Return, without anything added, the lines from the one containing "Would you mind pointing out the grey" through the end of the entries below, exactly as written.

----------------

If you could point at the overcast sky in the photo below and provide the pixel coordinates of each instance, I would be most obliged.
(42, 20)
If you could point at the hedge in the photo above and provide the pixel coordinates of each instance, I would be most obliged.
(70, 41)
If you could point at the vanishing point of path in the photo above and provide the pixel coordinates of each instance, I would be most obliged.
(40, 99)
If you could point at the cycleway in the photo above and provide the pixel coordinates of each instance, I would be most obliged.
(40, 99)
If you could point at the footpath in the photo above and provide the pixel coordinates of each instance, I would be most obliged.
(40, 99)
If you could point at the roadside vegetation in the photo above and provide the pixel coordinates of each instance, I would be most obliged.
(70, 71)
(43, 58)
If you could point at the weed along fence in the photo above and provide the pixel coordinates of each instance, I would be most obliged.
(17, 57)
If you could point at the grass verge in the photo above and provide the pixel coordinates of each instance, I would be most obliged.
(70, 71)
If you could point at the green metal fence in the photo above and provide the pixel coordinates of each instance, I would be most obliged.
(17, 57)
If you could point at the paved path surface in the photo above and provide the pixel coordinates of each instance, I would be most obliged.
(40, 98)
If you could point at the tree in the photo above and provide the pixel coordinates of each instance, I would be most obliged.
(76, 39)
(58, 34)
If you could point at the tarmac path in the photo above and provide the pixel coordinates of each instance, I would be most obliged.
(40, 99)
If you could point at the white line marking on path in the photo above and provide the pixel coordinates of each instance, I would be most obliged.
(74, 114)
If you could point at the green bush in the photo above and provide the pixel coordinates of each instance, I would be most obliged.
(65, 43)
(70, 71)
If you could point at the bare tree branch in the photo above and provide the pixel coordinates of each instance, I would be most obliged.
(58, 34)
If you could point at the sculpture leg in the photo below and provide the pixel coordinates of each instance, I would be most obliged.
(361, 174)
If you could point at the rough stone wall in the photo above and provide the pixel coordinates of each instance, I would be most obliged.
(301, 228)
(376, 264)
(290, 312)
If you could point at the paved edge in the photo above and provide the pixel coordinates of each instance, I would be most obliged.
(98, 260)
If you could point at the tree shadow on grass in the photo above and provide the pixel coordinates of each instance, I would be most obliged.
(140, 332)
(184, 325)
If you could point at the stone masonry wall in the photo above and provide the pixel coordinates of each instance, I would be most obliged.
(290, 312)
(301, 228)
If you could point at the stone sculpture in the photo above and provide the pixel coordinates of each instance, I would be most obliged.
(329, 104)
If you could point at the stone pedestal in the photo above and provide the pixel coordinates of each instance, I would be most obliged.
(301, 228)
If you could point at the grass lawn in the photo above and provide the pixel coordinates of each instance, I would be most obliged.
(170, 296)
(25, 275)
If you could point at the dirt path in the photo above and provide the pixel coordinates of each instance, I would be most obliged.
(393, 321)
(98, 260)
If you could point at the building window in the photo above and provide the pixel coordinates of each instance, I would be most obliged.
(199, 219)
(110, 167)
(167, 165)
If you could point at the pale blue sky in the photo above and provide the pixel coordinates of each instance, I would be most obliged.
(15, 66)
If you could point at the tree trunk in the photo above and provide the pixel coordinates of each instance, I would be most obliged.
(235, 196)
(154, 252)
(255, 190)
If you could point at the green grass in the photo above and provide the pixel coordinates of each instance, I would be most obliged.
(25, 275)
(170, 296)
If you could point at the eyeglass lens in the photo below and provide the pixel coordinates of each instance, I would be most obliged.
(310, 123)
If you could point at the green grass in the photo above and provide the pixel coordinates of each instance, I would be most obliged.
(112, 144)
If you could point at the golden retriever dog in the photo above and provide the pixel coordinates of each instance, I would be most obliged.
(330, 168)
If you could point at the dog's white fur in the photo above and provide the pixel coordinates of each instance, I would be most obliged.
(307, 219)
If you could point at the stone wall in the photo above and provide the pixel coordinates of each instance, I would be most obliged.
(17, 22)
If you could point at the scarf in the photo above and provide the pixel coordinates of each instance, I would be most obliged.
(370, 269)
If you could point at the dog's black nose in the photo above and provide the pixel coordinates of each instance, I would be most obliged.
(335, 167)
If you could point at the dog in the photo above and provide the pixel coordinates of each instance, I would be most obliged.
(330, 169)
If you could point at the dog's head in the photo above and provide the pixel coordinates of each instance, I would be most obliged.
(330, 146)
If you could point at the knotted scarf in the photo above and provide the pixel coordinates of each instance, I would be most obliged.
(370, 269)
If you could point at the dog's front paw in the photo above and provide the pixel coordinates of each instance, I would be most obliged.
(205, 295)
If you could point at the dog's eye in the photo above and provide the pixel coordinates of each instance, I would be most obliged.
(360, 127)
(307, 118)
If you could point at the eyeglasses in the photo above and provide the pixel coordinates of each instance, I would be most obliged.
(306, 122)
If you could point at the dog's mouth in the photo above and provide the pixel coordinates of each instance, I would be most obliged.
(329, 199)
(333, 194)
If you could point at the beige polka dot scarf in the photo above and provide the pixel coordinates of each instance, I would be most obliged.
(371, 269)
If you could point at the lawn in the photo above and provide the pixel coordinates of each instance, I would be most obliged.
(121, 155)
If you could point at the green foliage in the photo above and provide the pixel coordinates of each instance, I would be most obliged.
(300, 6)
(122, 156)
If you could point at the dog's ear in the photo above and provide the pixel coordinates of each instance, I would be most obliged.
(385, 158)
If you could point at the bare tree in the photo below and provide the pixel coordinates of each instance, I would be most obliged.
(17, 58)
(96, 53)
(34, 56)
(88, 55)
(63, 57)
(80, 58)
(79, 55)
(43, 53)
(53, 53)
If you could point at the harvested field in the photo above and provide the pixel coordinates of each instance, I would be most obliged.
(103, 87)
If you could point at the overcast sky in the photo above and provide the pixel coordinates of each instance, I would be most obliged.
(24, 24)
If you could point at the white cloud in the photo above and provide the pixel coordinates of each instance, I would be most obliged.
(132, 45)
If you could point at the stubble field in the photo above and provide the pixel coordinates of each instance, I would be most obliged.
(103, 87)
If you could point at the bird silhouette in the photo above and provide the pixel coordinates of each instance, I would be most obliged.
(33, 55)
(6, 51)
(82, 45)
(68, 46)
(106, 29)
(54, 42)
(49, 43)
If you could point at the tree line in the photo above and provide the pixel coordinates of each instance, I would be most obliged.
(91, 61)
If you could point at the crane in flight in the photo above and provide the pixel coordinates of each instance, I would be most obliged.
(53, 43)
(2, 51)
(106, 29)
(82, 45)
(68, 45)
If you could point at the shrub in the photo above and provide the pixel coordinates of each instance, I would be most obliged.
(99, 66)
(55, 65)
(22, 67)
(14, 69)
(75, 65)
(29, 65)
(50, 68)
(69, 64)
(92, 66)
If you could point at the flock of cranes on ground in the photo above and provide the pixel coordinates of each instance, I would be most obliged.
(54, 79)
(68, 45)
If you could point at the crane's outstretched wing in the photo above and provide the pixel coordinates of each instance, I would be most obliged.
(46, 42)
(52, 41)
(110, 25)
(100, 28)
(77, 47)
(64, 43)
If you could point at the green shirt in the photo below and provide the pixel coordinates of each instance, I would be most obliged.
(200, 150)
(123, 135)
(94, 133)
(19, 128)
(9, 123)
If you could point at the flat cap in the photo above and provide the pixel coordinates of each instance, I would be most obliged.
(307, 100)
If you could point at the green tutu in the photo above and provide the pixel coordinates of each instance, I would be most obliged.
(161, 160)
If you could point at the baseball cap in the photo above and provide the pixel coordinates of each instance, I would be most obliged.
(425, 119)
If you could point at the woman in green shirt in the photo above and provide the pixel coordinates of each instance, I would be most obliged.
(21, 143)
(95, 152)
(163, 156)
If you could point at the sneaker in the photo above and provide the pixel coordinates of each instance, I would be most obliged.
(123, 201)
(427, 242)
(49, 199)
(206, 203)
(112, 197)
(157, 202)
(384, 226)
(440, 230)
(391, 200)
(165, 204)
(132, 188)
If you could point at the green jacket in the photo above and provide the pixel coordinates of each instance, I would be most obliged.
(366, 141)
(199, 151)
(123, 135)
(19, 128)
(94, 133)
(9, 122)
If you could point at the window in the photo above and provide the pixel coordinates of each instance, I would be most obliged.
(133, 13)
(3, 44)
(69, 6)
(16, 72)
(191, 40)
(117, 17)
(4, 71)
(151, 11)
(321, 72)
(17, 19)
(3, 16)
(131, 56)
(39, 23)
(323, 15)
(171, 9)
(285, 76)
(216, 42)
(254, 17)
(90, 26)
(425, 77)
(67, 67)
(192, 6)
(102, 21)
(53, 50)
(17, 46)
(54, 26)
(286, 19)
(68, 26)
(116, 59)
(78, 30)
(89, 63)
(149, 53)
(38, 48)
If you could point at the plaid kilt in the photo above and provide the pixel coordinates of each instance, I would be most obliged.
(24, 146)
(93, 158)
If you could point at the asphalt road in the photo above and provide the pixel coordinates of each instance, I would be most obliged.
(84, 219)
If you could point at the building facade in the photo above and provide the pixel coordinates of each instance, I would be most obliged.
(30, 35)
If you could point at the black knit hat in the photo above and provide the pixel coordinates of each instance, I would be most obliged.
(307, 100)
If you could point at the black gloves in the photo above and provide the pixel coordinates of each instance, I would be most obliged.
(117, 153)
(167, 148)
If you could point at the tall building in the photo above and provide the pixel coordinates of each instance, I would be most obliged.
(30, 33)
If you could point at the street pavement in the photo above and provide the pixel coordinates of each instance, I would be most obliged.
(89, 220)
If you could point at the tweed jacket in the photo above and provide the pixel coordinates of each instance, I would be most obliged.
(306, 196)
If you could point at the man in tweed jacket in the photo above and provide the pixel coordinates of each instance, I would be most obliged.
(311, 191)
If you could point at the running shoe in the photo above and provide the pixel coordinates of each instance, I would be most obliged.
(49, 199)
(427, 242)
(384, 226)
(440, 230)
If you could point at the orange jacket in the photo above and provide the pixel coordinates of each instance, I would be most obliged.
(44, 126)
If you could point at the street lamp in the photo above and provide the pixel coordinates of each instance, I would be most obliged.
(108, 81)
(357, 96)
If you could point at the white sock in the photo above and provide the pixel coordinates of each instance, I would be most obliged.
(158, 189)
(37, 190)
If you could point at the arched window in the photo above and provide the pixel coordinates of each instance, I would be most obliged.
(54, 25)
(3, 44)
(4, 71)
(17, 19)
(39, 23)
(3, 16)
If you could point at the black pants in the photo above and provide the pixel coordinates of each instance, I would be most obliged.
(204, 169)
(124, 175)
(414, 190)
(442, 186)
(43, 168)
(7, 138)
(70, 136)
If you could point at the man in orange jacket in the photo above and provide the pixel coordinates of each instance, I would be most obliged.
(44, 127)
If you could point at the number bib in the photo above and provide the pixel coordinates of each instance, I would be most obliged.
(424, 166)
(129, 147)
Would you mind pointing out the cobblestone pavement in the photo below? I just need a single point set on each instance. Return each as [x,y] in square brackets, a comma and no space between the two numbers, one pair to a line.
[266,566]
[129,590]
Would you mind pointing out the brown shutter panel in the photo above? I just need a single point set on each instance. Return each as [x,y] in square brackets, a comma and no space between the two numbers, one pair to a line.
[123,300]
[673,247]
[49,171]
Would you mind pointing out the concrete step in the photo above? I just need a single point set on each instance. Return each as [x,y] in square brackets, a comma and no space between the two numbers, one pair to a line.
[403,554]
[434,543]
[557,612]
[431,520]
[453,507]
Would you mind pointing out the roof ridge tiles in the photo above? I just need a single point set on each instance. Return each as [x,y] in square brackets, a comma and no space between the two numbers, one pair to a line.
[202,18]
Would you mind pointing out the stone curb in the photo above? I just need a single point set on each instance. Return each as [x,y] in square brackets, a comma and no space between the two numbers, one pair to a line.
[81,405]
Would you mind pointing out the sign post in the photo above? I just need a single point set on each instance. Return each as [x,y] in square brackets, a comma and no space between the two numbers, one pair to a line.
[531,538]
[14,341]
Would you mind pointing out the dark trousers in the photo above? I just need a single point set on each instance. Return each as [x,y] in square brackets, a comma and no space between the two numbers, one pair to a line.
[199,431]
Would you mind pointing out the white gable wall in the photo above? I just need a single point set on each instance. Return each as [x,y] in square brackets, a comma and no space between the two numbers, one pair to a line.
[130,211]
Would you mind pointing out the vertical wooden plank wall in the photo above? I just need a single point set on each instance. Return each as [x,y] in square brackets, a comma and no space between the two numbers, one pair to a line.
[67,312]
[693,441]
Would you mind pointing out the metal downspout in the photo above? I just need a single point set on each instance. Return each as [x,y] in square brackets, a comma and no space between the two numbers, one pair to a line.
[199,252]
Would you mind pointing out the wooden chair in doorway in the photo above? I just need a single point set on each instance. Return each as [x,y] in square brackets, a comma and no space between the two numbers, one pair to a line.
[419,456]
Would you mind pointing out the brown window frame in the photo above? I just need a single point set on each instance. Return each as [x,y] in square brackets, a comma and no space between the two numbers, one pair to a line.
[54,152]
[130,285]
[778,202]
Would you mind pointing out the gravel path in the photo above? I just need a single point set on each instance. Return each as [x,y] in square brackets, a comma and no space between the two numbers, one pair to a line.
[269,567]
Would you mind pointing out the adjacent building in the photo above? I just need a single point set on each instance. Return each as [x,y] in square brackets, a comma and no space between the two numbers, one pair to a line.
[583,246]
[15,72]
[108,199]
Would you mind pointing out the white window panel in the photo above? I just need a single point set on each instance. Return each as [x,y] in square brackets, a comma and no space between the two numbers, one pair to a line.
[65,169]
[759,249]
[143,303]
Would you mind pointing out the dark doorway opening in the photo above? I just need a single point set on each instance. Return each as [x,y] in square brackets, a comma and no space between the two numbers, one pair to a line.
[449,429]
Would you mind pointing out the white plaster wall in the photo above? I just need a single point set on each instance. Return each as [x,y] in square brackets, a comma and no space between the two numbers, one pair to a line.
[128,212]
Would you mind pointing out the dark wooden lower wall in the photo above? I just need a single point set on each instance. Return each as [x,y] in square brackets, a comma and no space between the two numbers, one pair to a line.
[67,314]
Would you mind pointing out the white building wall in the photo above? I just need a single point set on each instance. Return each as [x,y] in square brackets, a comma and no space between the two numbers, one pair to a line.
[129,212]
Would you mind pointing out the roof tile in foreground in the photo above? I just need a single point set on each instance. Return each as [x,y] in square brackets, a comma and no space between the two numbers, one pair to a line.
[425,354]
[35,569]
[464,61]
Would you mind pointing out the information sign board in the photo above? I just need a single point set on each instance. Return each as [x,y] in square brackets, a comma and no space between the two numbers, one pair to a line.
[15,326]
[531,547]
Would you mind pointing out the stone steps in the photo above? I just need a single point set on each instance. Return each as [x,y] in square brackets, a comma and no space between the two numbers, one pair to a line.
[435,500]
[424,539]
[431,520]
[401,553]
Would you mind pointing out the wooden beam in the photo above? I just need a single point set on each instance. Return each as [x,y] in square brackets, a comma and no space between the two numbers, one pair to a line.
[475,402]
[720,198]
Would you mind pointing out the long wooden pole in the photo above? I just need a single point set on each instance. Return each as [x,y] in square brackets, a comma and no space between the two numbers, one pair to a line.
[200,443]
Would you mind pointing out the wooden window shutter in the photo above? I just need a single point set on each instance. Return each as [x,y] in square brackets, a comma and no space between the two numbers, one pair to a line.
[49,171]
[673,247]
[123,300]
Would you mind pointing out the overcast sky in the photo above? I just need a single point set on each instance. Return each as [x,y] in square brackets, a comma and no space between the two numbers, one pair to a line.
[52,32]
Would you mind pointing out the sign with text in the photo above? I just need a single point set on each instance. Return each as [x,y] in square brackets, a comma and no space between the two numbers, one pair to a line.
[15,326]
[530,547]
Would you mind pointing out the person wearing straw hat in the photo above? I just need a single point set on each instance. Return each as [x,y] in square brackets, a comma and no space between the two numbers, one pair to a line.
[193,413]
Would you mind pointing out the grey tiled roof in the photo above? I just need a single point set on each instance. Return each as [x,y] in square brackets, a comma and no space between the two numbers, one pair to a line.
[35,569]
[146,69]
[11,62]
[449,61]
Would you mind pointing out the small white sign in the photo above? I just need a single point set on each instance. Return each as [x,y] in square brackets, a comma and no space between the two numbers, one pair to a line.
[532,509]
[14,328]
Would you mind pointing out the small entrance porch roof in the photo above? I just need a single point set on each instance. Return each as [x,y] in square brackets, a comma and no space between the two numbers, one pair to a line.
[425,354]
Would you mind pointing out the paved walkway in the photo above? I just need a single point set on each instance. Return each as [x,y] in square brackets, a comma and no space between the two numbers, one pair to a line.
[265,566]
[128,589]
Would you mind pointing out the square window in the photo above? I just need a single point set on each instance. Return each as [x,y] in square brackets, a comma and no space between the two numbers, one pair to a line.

----------------

COMPLETED EXERCISE
Would you mind pointing out the grey tiled roof in the photo above? I just need a single point set on each instance. Return each as [x,y] in square brackets, a comma and no space between the two numbers, one pair to a line.
[35,569]
[146,69]
[11,62]
[449,61]
Would you mind pointing out the small white sign in the photo above? I just need a single point set on each instance. Return each as [x,y] in square brackets, a comma and no space between the two numbers, one pair to a line.
[532,509]
[14,328]
Would you mind pointing out the small entrance porch roof in the photo above? I just need a single point set on each instance. Return each as [x,y] in square brackets, a comma and no space between the two numbers, one pair to a line.
[425,354]
Would you mind pointing out the paved walkway in the photo above? I just need a single point set on each instance. Return each as [x,y] in square brackets, a comma and no space between the two numbers, one pair to a line.
[265,566]
[128,589]
Would you mind pointing out the square window in the photo above? I just need a single point set on each instance. Return each as [x,y] in square brackets, a comma and no space between the two numbers, one pair to a line.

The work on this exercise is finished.